Point annotation entries
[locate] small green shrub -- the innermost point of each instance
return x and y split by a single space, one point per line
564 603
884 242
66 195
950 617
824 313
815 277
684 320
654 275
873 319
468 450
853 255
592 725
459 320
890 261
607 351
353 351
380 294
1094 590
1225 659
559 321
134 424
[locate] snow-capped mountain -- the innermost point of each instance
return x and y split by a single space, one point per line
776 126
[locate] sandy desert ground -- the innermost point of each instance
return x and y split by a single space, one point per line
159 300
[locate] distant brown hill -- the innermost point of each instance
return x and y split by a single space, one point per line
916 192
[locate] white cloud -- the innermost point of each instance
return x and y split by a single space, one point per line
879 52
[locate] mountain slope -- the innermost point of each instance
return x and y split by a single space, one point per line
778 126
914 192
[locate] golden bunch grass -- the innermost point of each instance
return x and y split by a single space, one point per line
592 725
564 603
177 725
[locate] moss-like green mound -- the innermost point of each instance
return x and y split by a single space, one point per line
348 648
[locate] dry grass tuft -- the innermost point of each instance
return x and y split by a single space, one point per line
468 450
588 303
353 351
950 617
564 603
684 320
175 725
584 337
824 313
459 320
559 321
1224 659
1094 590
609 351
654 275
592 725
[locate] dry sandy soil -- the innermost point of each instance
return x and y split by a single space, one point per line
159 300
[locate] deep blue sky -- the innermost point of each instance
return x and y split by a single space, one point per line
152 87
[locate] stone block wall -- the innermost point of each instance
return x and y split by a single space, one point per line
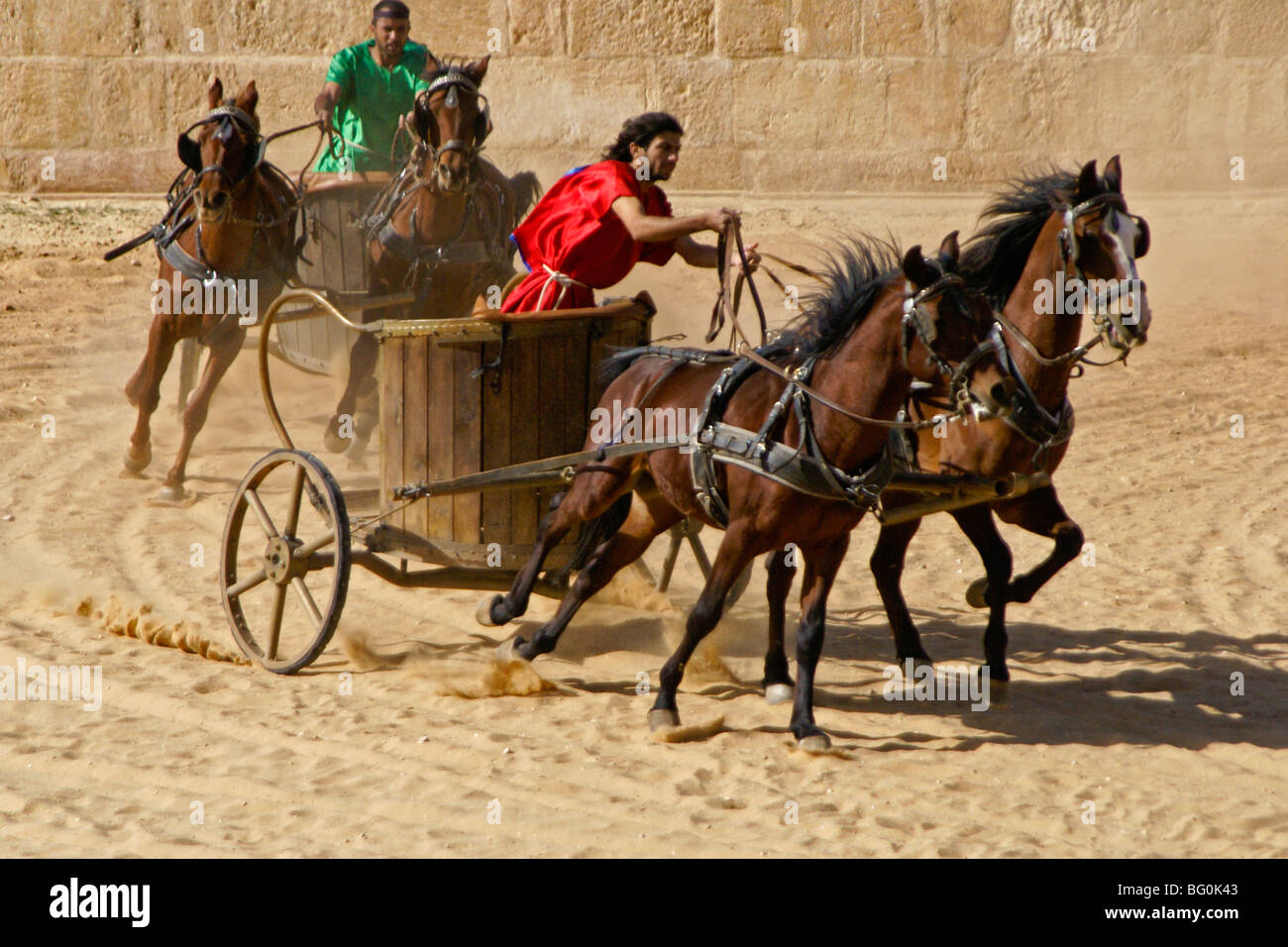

EXERCISE BRIEF: Return every line of the entries above verbatim, leaving out the picture.

THE RESPONSE:
[locate] small green shrub -- the innermost point of each instance
return x and y split by a single space, one point per line
564 603
884 242
66 195
950 617
824 313
815 277
684 320
654 275
873 319
468 450
853 255
592 725
459 320
890 261
607 351
353 351
380 294
1094 590
1225 659
559 321
134 424
[locate] snow-capped mountain -- the innermost point of each instance
return x and y split by a single space, one point per line
776 126
[locate] sandy desert ground -- the innermost point of each instance
return x and y split by a single space, one point per line
159 300
[locate] distant brown hill -- the innermost point of each instance
return x and y split by a single space, one point per line
916 192
[locate] white cloud -- the innermost point of each instance
return x and y split by a single space, one point per line
879 52
[locate] mountain slope -- the innermost point of each instance
return x and y split by a single space, one point per line
778 126
914 192
[locate] golden bunch grass -- the innermost point of each instance
return x and y split by a single space, one point per line
592 725
564 603
177 725
[locate] moss-like green mound -- the innermost point of each instance
return x and y split by a single space, one point per line
348 648
[locate] dry grass tuft -- the innermost point of each instance
return x and y split by a single space, one point per line
468 450
588 303
353 351
950 617
564 603
684 320
175 725
584 337
824 313
459 320
559 321
1224 659
1094 590
609 351
654 275
592 725
[locate] dry sandy soil -- the innermost point of each instance
return x and y split by a single space, one point per line
159 300
[locate] deep blue sky -- the innermost point of each instance
return x and y split by a single space, one point per line
152 87
[locate] stone block wall -- the innermost point of each instance
return x and y split by a single space, one point per line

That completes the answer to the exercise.